Vragen
- a) Vertaal deze zin uit de tekst over de kwaliteit van EU-regelgeving naar het Engels: "Hierbij wordt gedacht aan een voorziening die verzekert dat alle EU-regelgeving aan een kwaliteitstoets wordt onderworpen, gedurende en na de onderhandelingen."
- b) Geef uit de tekst over de kwaliteit van EU-regelgeving letterlijk het stuk weer dat begint met "Heldere criteria voor" en doorloopt tot en met "kunnen worden versterkt.".

Gegeven tekst
Heldere criteria voor het onderscheid in het gebruik van richtlijn en verordening zullen een doelmatige inzet van deze regelgevingsinstrumenten bevorderen, hetgeen ook zijn weerslag zal hebben op het nationale implementatieproces. Een voor de instellingen gemeenschappelijk toetsingskader voor de kwaliteit van de communautaire regelgeving in de vorm van geharmoniseerde richtsnoeren voor de opstelling van regelgeving vormt een wenselijke aanvulling op hetgeen reeds bestaat en zal de communicatie tussen de betrokken wetgevingspartners op dit punt aanzienlijk kunnen verbeteren. De rol die de juridische diensten van de instellingen bij de bewaking van de kwaliteit van de Europese regelgeving spelen, zal met deze steun in de rug kunnen worden versterkt.

Het kabinet wil bevorderen dat de ideeën van de Werkgroep Koopmans om te komen tot een betere kwaliteit van de communautaire regelgeving op Europees niveau ingang vinden. Het tijdstip daarvoor is thans gunstig in het zicht van de komende Intergouvernementele Conferentie tot wijziging van het Unieverdrag (IGC) en in verband met de aandacht op Europees niveau voor de onderwerpen fraudebestrijding en deregulering1.

Zoals aangeduid in de vierde nota die de regering aan de Tweede Kamer heeft toegezonden in het kader van de voorbereiding van de IGC, getiteld «Institutionele hervorming van de Europese Unie» zal de regering de kwaliteit van de EG-regelgeving in de IGC aan de orde stellen. Hierbij wordt gedacht aan een voorziening die verzekert dat alle EU-regelgeving aan een kwaliteitstoets wordt onderworpen, gedurende en na de onderhandelingen.

Vermelde records
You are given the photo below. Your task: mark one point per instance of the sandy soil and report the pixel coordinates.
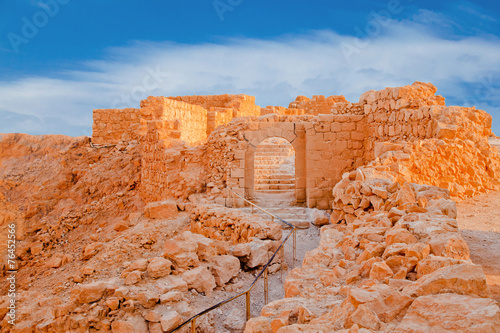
(479, 221)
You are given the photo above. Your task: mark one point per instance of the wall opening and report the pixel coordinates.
(274, 167)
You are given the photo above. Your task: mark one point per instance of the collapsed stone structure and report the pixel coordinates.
(330, 136)
(152, 190)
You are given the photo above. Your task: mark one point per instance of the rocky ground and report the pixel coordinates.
(479, 222)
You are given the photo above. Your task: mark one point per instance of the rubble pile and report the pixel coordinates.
(396, 262)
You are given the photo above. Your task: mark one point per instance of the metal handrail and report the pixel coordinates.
(264, 272)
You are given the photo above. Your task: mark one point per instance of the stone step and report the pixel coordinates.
(272, 166)
(275, 191)
(272, 175)
(269, 181)
(276, 162)
(275, 159)
(274, 146)
(265, 187)
(267, 151)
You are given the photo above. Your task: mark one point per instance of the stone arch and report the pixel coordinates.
(288, 131)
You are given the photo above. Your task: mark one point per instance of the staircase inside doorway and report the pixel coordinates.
(274, 167)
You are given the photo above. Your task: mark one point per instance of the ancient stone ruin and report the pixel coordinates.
(146, 224)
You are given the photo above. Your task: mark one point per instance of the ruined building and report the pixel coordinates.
(146, 224)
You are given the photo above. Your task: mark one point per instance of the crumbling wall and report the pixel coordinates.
(218, 117)
(282, 111)
(334, 145)
(111, 126)
(395, 261)
(223, 108)
(192, 118)
(232, 225)
(243, 105)
(317, 105)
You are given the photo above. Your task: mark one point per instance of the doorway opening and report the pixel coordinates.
(274, 166)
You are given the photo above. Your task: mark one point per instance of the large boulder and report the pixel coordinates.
(464, 279)
(224, 268)
(181, 253)
(91, 292)
(161, 210)
(451, 313)
(159, 267)
(200, 279)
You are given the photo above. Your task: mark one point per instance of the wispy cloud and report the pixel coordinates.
(275, 71)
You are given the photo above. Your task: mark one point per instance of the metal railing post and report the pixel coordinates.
(247, 296)
(282, 261)
(266, 288)
(263, 273)
(294, 246)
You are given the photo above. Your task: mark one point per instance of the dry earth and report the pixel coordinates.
(479, 221)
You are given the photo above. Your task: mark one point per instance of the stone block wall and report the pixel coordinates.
(192, 118)
(217, 117)
(282, 111)
(243, 105)
(111, 126)
(317, 105)
(334, 145)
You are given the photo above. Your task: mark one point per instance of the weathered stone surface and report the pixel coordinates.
(161, 210)
(91, 292)
(148, 299)
(200, 279)
(170, 320)
(364, 317)
(182, 253)
(432, 263)
(224, 268)
(465, 279)
(133, 278)
(451, 313)
(159, 267)
(380, 271)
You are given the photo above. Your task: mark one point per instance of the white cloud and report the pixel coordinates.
(275, 71)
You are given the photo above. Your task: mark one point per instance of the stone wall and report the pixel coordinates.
(243, 105)
(232, 225)
(317, 105)
(334, 145)
(282, 111)
(395, 262)
(192, 118)
(111, 126)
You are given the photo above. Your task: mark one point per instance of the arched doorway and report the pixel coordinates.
(274, 167)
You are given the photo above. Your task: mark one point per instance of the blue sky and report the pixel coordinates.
(59, 59)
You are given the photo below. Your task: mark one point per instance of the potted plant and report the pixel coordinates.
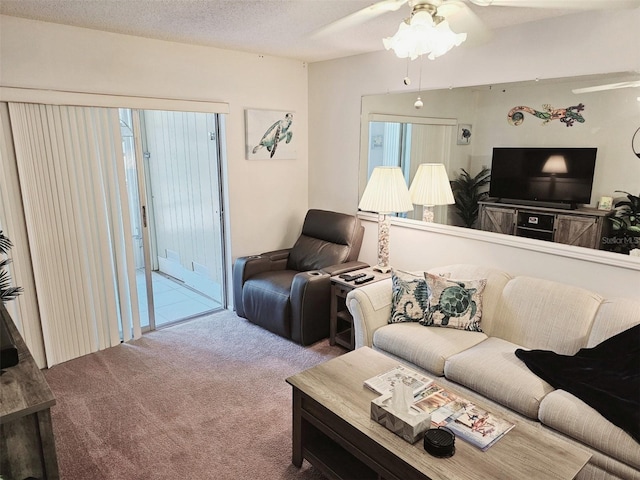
(7, 292)
(625, 224)
(467, 192)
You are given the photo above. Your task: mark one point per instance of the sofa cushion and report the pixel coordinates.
(569, 415)
(492, 369)
(454, 303)
(606, 377)
(545, 315)
(426, 347)
(614, 316)
(409, 297)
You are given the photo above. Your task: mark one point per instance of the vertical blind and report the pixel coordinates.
(71, 175)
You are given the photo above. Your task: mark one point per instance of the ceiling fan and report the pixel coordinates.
(459, 14)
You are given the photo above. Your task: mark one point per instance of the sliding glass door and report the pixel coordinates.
(173, 182)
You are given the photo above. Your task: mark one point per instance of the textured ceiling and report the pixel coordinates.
(273, 27)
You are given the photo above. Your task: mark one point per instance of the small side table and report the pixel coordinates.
(341, 322)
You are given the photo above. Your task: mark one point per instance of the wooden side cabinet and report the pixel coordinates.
(579, 231)
(583, 227)
(498, 220)
(27, 446)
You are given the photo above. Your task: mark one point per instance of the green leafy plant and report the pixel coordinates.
(626, 224)
(467, 192)
(7, 292)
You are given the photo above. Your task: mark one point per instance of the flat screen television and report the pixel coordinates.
(560, 177)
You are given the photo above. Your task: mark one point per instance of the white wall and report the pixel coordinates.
(580, 44)
(267, 199)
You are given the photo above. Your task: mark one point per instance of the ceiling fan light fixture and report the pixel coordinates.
(421, 35)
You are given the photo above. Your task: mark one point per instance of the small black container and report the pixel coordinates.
(440, 442)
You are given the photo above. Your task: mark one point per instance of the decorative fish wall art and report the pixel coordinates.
(568, 115)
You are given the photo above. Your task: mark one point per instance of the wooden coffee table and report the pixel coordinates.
(332, 429)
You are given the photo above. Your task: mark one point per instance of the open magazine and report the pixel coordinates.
(384, 383)
(467, 421)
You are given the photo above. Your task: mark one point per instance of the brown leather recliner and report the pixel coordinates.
(288, 291)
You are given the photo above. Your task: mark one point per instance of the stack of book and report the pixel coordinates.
(466, 420)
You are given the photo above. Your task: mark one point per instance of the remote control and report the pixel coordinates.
(349, 277)
(362, 280)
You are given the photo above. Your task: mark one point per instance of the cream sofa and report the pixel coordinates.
(518, 312)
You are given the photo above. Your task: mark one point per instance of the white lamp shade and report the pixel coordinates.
(431, 185)
(555, 164)
(386, 192)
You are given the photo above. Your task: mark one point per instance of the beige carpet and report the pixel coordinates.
(205, 399)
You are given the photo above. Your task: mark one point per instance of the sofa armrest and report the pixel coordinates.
(341, 268)
(370, 307)
(246, 267)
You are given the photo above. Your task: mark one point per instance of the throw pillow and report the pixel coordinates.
(410, 297)
(454, 303)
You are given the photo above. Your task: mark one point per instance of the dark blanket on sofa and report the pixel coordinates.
(605, 377)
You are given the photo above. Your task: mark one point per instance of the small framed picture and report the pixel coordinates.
(464, 134)
(605, 203)
(269, 134)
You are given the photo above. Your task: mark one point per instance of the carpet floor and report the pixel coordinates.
(206, 399)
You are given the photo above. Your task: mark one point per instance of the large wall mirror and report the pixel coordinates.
(459, 127)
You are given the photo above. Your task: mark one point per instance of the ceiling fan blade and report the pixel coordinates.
(463, 20)
(564, 4)
(608, 86)
(359, 17)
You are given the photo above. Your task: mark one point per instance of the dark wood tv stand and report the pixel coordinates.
(582, 227)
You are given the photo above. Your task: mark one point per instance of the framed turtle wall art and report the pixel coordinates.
(270, 134)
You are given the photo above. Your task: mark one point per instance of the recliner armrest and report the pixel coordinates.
(341, 268)
(276, 255)
(310, 294)
(246, 267)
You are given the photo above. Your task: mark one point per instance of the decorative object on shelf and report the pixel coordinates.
(431, 187)
(268, 132)
(625, 224)
(423, 33)
(605, 203)
(568, 115)
(464, 134)
(7, 292)
(467, 192)
(386, 192)
(635, 143)
(440, 442)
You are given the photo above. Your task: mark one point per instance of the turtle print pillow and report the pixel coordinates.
(409, 297)
(454, 303)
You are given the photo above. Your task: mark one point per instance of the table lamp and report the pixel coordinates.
(386, 192)
(431, 187)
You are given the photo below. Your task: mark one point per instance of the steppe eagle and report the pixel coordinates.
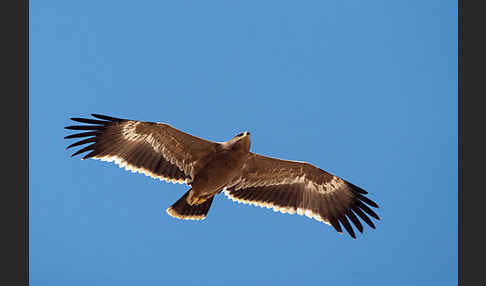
(209, 168)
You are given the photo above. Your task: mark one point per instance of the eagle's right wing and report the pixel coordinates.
(299, 187)
(155, 149)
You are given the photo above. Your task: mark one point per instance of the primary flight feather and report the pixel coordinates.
(209, 168)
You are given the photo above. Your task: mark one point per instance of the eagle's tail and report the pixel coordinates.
(182, 210)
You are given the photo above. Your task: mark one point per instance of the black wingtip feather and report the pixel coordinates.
(363, 216)
(89, 140)
(105, 117)
(88, 121)
(355, 220)
(367, 209)
(368, 201)
(335, 223)
(356, 188)
(344, 221)
(85, 149)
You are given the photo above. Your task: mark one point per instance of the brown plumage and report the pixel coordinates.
(163, 152)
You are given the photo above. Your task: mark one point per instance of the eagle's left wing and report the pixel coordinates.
(299, 187)
(155, 149)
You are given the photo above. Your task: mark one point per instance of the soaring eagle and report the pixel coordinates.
(209, 168)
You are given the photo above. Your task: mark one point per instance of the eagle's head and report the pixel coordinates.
(241, 142)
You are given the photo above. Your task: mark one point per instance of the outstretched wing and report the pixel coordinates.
(298, 187)
(155, 149)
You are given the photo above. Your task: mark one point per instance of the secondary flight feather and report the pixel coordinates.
(209, 168)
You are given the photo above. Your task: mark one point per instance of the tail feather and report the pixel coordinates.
(182, 210)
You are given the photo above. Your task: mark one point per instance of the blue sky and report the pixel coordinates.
(366, 90)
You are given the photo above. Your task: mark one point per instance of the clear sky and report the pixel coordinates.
(366, 90)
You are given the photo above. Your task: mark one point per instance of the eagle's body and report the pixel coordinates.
(225, 165)
(163, 152)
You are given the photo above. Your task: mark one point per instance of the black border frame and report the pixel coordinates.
(15, 193)
(16, 197)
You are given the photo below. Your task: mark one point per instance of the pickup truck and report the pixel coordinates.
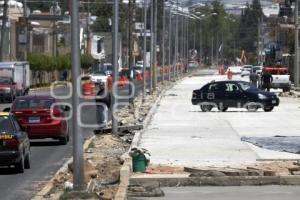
(281, 77)
(19, 73)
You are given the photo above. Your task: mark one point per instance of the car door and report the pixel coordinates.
(234, 95)
(216, 93)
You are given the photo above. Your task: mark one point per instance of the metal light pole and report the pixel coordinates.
(151, 49)
(115, 64)
(155, 67)
(170, 46)
(163, 44)
(176, 42)
(26, 31)
(145, 49)
(78, 167)
(3, 29)
(296, 61)
(212, 50)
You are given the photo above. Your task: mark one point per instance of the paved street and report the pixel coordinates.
(180, 134)
(229, 193)
(47, 156)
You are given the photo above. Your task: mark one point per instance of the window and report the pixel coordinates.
(6, 125)
(217, 87)
(15, 122)
(232, 87)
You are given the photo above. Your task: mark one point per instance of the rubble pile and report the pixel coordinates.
(291, 93)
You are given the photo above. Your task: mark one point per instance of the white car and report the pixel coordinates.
(246, 70)
(258, 69)
(99, 77)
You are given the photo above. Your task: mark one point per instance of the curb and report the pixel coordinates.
(46, 189)
(126, 169)
(169, 181)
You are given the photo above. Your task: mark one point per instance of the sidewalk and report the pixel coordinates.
(181, 135)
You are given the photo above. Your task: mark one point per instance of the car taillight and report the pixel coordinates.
(11, 143)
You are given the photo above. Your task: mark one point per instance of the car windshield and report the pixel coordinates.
(6, 125)
(33, 103)
(247, 86)
(5, 80)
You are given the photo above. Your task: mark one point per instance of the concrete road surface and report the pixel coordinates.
(180, 134)
(229, 193)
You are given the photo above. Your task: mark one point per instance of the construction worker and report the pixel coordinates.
(254, 77)
(266, 80)
(103, 101)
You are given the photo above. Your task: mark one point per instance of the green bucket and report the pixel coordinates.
(139, 163)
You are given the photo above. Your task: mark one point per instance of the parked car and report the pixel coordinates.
(237, 94)
(235, 69)
(281, 77)
(258, 69)
(41, 118)
(19, 72)
(8, 90)
(246, 70)
(14, 143)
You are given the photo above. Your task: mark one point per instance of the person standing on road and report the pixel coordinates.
(104, 99)
(254, 77)
(266, 80)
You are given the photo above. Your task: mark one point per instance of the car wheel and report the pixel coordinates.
(268, 109)
(252, 107)
(27, 161)
(20, 166)
(206, 108)
(63, 140)
(286, 89)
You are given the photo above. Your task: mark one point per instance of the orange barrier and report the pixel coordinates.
(147, 75)
(221, 71)
(139, 77)
(229, 74)
(110, 83)
(89, 89)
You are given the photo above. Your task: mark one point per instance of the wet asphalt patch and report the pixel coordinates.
(276, 143)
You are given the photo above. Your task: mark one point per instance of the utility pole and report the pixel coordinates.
(258, 42)
(78, 167)
(163, 44)
(212, 51)
(115, 30)
(131, 8)
(154, 45)
(3, 30)
(145, 49)
(217, 50)
(26, 31)
(170, 45)
(187, 42)
(151, 48)
(182, 41)
(88, 38)
(176, 42)
(200, 42)
(296, 61)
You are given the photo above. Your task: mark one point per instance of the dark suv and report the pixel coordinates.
(237, 94)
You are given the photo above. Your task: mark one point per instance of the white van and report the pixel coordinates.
(19, 72)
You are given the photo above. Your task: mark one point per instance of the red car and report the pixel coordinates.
(41, 118)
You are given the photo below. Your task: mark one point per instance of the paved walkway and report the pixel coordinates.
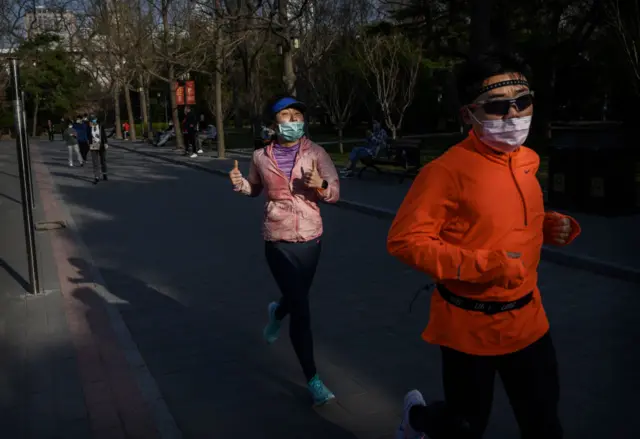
(612, 242)
(64, 370)
(175, 262)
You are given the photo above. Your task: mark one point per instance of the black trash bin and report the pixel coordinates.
(592, 169)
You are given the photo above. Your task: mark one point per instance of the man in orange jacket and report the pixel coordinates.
(474, 221)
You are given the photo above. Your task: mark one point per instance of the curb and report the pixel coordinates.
(553, 255)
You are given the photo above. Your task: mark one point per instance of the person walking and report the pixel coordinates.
(474, 221)
(82, 135)
(189, 129)
(125, 130)
(295, 174)
(70, 137)
(98, 150)
(50, 130)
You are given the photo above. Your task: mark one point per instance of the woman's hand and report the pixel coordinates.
(312, 178)
(236, 176)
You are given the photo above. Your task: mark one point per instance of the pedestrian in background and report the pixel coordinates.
(98, 150)
(50, 130)
(295, 174)
(82, 135)
(189, 129)
(71, 139)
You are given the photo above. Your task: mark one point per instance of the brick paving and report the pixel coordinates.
(184, 258)
(613, 240)
(65, 374)
(179, 259)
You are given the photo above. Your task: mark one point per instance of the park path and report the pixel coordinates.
(180, 259)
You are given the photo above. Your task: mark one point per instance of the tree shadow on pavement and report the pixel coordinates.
(212, 385)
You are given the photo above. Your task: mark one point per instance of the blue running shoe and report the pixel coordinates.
(404, 430)
(319, 392)
(272, 330)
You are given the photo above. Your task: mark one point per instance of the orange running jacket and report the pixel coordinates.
(465, 211)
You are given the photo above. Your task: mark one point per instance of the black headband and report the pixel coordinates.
(502, 84)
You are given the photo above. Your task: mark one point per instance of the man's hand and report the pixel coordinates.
(236, 176)
(312, 178)
(558, 230)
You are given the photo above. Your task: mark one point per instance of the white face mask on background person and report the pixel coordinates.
(505, 135)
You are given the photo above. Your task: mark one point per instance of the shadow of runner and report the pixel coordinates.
(215, 381)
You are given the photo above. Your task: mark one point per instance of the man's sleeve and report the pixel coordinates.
(414, 237)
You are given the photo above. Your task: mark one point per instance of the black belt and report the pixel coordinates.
(486, 307)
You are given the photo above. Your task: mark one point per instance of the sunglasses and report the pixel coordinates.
(501, 107)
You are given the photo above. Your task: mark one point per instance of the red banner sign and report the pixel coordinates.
(190, 88)
(179, 94)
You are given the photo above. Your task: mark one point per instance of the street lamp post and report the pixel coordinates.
(165, 105)
(285, 50)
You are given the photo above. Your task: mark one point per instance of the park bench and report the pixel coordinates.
(403, 153)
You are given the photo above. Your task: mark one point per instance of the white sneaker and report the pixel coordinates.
(404, 430)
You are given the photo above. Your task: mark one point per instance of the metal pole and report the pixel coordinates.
(27, 210)
(27, 149)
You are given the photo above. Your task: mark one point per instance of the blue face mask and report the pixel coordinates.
(291, 131)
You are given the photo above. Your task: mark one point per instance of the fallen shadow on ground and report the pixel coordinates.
(15, 275)
(201, 358)
(234, 396)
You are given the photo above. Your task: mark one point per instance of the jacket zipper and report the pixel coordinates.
(289, 183)
(524, 204)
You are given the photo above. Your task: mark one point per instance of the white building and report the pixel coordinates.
(58, 22)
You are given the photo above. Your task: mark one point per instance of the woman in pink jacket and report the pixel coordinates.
(295, 174)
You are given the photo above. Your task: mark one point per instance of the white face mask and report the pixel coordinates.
(505, 135)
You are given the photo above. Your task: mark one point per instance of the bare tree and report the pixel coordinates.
(176, 47)
(326, 53)
(624, 17)
(390, 65)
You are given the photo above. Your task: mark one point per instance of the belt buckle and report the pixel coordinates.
(498, 307)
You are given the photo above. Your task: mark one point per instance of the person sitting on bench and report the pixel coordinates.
(376, 140)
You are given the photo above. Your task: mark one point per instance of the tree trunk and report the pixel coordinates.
(36, 108)
(219, 115)
(237, 117)
(116, 103)
(145, 112)
(132, 120)
(480, 36)
(288, 72)
(174, 108)
(150, 115)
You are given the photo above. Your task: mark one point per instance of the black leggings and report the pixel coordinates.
(84, 149)
(293, 265)
(529, 376)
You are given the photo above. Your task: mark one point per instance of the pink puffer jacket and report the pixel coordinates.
(291, 212)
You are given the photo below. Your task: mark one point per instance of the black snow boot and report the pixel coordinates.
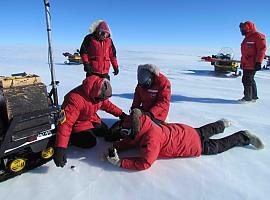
(254, 92)
(247, 94)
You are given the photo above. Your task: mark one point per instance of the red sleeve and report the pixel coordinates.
(111, 108)
(149, 151)
(72, 112)
(113, 56)
(163, 100)
(137, 98)
(83, 49)
(124, 144)
(261, 48)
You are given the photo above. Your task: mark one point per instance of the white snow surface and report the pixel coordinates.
(198, 97)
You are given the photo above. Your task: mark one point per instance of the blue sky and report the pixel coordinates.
(171, 23)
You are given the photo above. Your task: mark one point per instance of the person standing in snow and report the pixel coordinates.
(80, 123)
(172, 140)
(253, 49)
(97, 51)
(152, 93)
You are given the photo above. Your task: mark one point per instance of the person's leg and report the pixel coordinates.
(215, 146)
(248, 75)
(100, 130)
(84, 139)
(254, 87)
(211, 129)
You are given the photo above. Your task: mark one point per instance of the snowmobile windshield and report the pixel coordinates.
(125, 132)
(102, 35)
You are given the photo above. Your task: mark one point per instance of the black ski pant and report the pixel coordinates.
(107, 76)
(250, 87)
(215, 146)
(87, 138)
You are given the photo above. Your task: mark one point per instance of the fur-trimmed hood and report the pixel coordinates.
(249, 27)
(150, 67)
(96, 24)
(138, 122)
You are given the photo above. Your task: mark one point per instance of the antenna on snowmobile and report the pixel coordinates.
(50, 57)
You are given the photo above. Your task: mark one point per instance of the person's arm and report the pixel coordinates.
(124, 144)
(149, 151)
(163, 100)
(260, 48)
(72, 112)
(136, 99)
(109, 107)
(113, 57)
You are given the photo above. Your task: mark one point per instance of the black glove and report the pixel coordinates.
(149, 114)
(87, 67)
(60, 158)
(258, 66)
(116, 71)
(122, 116)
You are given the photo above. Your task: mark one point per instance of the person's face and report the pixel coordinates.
(102, 35)
(243, 29)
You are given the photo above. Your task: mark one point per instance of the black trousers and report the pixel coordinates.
(215, 146)
(250, 87)
(87, 138)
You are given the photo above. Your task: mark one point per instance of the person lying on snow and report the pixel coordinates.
(80, 124)
(152, 93)
(172, 140)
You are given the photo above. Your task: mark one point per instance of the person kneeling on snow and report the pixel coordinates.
(172, 140)
(80, 124)
(152, 93)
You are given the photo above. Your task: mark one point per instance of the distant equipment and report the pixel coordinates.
(223, 61)
(267, 65)
(28, 118)
(73, 58)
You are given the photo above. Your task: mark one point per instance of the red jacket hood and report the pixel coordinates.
(92, 86)
(250, 27)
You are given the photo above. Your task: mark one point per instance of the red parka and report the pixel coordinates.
(156, 99)
(99, 53)
(253, 47)
(81, 109)
(164, 141)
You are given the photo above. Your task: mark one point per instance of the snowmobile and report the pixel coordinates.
(28, 119)
(27, 125)
(73, 58)
(223, 61)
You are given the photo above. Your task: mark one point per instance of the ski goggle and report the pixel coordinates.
(102, 35)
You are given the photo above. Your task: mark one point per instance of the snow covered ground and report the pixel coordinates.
(198, 97)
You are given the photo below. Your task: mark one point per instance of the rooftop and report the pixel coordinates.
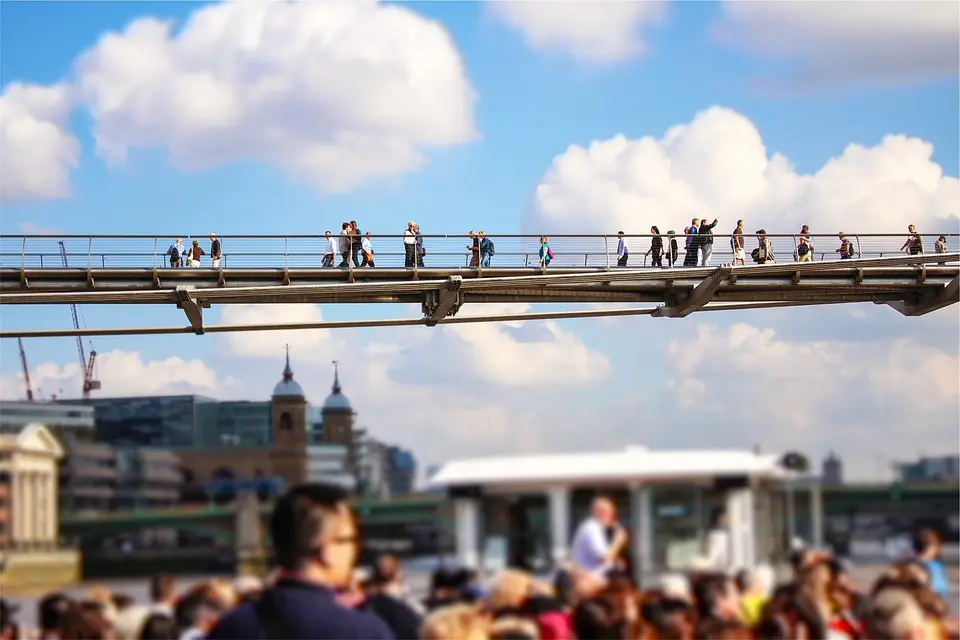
(631, 463)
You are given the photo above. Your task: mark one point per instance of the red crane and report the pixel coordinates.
(86, 365)
(26, 370)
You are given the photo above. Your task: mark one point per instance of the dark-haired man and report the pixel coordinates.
(314, 538)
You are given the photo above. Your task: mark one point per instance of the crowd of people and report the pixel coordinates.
(318, 593)
(354, 247)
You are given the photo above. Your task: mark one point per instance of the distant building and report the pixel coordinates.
(928, 469)
(401, 471)
(28, 487)
(62, 419)
(832, 470)
(147, 478)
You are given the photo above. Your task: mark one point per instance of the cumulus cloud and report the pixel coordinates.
(718, 166)
(37, 150)
(311, 344)
(337, 93)
(860, 398)
(838, 43)
(596, 32)
(122, 373)
(511, 354)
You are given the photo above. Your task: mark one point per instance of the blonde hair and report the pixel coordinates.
(511, 589)
(462, 621)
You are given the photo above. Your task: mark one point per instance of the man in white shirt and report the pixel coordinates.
(410, 245)
(331, 252)
(718, 543)
(367, 248)
(591, 550)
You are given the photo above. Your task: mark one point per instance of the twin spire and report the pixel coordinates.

Antwoorden
- a) What is envisaged here is a provision ensuring that all EU legislation is subjected to a quality check, during and after the negotiations.

- b)
Heldere criteria voor het onderscheid in het gebruik van richtlijn en verordening zullen een doelmatige inzet van deze regelgevingsinstrumenten bevorderen, hetgeen ook zijn weerslag zal hebben op het nationale implementatieproces. Een voor de instellingen gemeenschappelijk toetsingskader voor de kwaliteit van de communautaire regelgeving in de vorm van geharmoniseerde richtsnoeren voor de opstelling van regelgeving vormt een wenselijke aanvulling op hetgeen reeds bestaat en zal de communicatie tussen de betrokken wetgevingspartners op dit punt aanzienlijk kunnen verbeteren. De rol die de juridische diensten van de instellingen bij de bewaking van de kwaliteit van de Europese regelgeving spelen, zal met deze steun in de rug kunnen worden versterkt.